PRESIDENTE DA REPÚBLICA PELA SEGUNDA VEZ – INVASÃO DE ROMA – RETRATOS DE SUA PIEDADE
 (1.869 - 1.875)

             A Convenção elegeu-o presidente da República, ao que ele acedeu resignadamente. Foi o primeiro a fazer o novo juramento: “Juro por Deus Nosso Senhor e estes Santos Evangelhos cumprir fielmente o meu cargo de Presidente da República, e professar a Religião Católica Apostólica e Romana!”
           Novas revoluções vieram abalar o seu governo e uma conspiração foi descoberta antes que o ferro assassino pudesse ferir o grande estadista. Serenados os ânimos, iniciou uma série de reformas. Consolidou as finanças e enriqueceu a sua pátria com grandes obras de engenharia. Reorganizou o exército, dando-lhe diretrizes católicas.

O QUE FAZER
No texto sobre a segunda presidência, acima, repita sem nenhuma alteração a parte que começa pelas palavras que contêm "PRESIDENTE DA REPÚBLICA PELA" e termina em "dando-lhe diretrizes católicas.".

DADOS COLETADOS
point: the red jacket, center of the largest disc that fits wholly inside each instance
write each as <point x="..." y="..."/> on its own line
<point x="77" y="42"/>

EXERCÍCIO RESOLVIDO
PRESIDENTE DA REPÚBLICA PELA SEGUNDA VEZ – INVASÃO DE ROMA – RETRATOS DE SUA PIEDADE
 (1.869 - 1.875)

             A Convenção elegeu-o presidente da República, ao que ele acedeu resignadamente. Foi o primeiro a fazer o novo juramento: “Juro por Deus Nosso Senhor e estes Santos Evangelhos cumprir fielmente o meu cargo de Presidente da República, e professar a Religião Católica Apostólica e Romana!”
           Novas revoluções vieram abalar o seu governo e uma conspiração foi descoberta antes que o ferro assassino pudesse ferir o grande estadista. Serenados os ânimos, iniciou uma série de reformas. Consolidou as finanças e enriqueceu a sua pátria com grandes obras de engenharia. Reorganizou o exército, dando-lhe diretrizes católicas.